▸ Excerpted passage
···

Default gravity is zero, meaning no gravitational forces applied.

SpaceNode.damping

Gets or sets the damping inside the SpaceNode. Represents a “friction” or a “drag force” inside the environment which slows all BodyNodes down with time. A damping of 0.25 means velocity of all BodyNodes will decrease by a factor of 4 in 1 second. A damping of 1 (default) means no slowdown force applied. A damping greater than 1 will make all BodyNodes accelerate, proportionally to its value.

Damping is applied only to the dynamic BodyNodes. Kinematic and Static BodyNodes do not have mass and therefore ignore the damping effect.

SpaceNode.sleeping_threshold

Gets of sets the sleep time threshold (in seconds) which affects all BodyNodes in the SpaceNode. If given BodyNode remains static (doesn’t change its position or rotation) for that amount of time the engine will stop making physical calculations for it. In some situations it can improve the performance. A body remaining in a sleeping state can still collide with other bodies - that will force it to move and ‘wake up’ as a consequence.

Default value for the sleeping_threshold is infinite, which effectively means that the performance mechanism is disabled.

Instance methods:

SpaceNode.set_collision_handler(trigger_a, trigger_b, handler_callable)

Registers a custom collision handler function between two HitboxNode instances, tagged with trigger_a and trigger_b respectively. The function will get called when collision between hitboxes occur.

Note, that collisions occur between HitboxNodes (not between BodyNodes!). The trigger_a and trigger_b params are your own values which you use to tag HitboxNode. They should be of integer type.

handler_callable is your own callable, it takes the following three parameters:

  • arbiter - an Arbiter object that holds additional information about collision.

···

▸ Extracted records
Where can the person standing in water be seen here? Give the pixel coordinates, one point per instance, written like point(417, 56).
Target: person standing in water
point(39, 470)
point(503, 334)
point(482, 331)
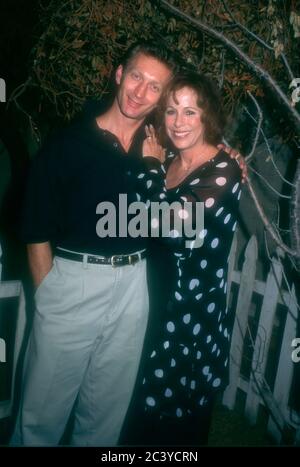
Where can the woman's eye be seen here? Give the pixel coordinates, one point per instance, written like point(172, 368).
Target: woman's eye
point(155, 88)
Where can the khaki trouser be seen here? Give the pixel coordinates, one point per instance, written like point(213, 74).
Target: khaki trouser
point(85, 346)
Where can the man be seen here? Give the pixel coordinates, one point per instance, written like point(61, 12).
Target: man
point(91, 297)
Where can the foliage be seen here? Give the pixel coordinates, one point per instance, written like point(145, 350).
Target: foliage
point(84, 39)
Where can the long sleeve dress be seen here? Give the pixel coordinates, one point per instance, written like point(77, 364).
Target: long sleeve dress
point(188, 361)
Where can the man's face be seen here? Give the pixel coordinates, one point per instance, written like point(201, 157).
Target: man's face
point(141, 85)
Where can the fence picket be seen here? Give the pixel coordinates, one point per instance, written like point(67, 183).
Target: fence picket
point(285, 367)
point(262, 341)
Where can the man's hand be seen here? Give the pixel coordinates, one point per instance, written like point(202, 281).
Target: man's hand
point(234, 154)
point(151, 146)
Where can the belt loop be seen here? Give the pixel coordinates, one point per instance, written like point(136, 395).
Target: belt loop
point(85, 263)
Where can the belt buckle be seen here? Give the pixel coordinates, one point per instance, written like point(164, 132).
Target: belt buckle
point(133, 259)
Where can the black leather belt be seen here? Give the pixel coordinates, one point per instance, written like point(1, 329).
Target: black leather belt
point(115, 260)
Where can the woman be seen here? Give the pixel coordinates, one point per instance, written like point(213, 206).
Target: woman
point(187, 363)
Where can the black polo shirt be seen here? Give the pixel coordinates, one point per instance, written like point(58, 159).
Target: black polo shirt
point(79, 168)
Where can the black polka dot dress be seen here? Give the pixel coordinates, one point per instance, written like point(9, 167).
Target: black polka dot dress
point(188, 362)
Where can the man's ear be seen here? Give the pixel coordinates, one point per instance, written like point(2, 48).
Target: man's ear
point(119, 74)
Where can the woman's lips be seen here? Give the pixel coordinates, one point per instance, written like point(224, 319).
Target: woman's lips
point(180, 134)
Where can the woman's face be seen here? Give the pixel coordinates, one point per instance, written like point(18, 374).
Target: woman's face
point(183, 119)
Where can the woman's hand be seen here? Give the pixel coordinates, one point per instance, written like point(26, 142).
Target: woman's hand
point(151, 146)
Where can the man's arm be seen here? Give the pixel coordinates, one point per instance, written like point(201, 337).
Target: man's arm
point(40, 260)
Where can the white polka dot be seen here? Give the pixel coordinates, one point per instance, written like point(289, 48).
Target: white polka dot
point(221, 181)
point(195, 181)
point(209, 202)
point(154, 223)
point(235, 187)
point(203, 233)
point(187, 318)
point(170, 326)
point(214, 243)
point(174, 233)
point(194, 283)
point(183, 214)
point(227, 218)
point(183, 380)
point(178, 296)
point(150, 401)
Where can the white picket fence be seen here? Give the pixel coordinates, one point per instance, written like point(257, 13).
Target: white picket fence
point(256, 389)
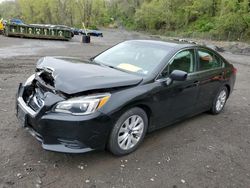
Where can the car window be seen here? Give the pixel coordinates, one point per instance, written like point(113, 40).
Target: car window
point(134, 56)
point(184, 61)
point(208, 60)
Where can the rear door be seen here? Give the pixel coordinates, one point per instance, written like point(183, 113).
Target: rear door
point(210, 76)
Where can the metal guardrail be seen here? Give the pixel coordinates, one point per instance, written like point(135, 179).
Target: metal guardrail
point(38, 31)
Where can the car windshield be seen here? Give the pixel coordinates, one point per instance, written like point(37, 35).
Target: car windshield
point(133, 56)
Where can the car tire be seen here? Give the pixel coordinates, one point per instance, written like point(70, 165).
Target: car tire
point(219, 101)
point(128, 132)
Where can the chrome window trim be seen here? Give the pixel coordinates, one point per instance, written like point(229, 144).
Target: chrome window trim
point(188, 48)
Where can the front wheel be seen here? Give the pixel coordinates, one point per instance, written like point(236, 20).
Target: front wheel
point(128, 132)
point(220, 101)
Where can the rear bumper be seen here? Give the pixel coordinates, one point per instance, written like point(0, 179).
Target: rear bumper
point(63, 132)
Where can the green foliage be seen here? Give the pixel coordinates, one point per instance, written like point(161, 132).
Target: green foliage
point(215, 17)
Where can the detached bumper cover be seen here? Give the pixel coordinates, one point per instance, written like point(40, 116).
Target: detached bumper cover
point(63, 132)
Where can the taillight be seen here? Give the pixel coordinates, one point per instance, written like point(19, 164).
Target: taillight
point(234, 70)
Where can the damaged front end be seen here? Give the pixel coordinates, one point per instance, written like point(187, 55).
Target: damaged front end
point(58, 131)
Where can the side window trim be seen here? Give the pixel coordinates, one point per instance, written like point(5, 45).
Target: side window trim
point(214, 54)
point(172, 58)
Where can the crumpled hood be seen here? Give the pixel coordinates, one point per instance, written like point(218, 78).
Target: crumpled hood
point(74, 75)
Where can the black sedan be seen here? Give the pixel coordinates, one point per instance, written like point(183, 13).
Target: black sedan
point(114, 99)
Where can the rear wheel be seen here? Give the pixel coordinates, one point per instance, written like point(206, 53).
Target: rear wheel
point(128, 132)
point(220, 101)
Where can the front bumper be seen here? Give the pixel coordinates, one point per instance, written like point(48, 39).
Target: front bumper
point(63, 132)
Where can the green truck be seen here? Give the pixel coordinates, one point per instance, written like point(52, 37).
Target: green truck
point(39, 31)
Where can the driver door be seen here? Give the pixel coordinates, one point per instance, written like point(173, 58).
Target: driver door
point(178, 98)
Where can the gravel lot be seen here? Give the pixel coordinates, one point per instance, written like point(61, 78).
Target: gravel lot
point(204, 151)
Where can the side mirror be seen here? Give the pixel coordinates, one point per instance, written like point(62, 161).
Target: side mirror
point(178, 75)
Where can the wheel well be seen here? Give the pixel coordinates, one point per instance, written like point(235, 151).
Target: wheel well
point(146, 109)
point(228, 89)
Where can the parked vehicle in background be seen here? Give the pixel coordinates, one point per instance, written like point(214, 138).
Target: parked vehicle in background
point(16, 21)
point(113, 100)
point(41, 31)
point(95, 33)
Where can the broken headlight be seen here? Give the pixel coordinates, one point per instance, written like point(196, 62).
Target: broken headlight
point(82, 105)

···

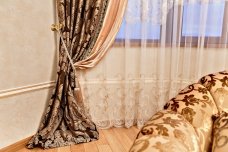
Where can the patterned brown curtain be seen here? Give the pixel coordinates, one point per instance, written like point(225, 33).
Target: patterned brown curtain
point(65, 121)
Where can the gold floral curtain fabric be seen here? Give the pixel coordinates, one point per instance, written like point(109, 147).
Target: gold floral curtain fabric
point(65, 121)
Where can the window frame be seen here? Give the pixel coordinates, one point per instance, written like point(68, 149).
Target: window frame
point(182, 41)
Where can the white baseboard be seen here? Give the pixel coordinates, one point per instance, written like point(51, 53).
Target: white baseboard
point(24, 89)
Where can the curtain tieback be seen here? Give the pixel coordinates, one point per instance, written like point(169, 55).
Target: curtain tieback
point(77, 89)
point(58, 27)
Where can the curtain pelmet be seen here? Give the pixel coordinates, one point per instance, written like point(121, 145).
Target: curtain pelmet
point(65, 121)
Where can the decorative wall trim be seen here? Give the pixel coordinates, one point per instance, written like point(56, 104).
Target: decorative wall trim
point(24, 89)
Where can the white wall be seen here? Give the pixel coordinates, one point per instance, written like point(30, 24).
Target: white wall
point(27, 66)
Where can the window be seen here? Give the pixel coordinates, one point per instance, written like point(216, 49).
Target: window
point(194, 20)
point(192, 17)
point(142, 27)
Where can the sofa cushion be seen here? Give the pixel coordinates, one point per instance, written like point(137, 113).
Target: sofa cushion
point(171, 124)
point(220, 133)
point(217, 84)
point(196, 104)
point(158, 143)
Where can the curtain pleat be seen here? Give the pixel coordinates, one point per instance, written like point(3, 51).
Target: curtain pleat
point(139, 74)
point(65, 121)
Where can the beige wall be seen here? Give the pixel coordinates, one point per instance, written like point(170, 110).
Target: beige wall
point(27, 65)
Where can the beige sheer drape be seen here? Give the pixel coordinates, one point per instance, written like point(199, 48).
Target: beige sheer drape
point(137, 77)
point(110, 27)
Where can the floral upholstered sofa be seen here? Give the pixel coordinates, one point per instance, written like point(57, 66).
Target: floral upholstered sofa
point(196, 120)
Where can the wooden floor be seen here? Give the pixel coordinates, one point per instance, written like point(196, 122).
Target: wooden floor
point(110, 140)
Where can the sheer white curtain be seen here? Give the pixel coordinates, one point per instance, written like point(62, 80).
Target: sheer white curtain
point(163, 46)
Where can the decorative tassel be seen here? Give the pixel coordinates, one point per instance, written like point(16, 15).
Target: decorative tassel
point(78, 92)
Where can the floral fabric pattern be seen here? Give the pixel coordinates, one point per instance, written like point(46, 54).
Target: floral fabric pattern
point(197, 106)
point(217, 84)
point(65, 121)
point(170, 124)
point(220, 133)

···

▸ Exercise
Quote the SpaceNode documentation excerpt in full, word for word. The data come from a source separate from the SpaceNode documentation excerpt.

▸ Correct answer
Default gravity is zero, meaning no gravitational forces applied.

SpaceNode.damping

Gets or sets the damping inside the SpaceNode. Represents a “friction” or a “drag force” inside the environment which slows all BodyNodes down with time. A damping of 0.25 means velocity of all BodyNodes will decrease by a factor of 4 in 1 second. A damping of 1 (default) means no slowdown force applied. A damping greater than 1 will make all BodyNodes accelerate, proportionally to its value.

Damping is applied only to the dynamic BodyNodes. Kinematic and Static BodyNodes do not have mass and therefore ignore the damping effect.

SpaceNode.sleeping_threshold

Gets of sets the sleep time threshold (in seconds) which affects all BodyNodes in the SpaceNode. If given BodyNode remains static (doesn’t change its position or rotation) for that amount of time the engine will stop making physical calculations for it. In some situations it can improve the performance. A body remaining in a sleeping state can still collide with other bodies - that will force it to move and ‘wake up’ as a consequence.

Default value for the sleeping_threshold is infinite, which effectively means that the performance mechanism is disabled.

Instance methods:

SpaceNode.set_collision_handler(trigger_a, trigger_b, handler_callable)

Registers a custom collision handler function between two HitboxNode instances, tagged with trigger_a and trigger_b respectively. The function will get called when collision between hitboxes occur.

Note, that collisions occur between HitboxNodes (not between BodyNodes!). The trigger_a and trigger_b params are your own values which you use to tag HitboxNode. They should be of integer type.

handler_callable is your own callable, it takes the following three parameters:

  • arbiter - an Arbiter object that holds additional information about collision.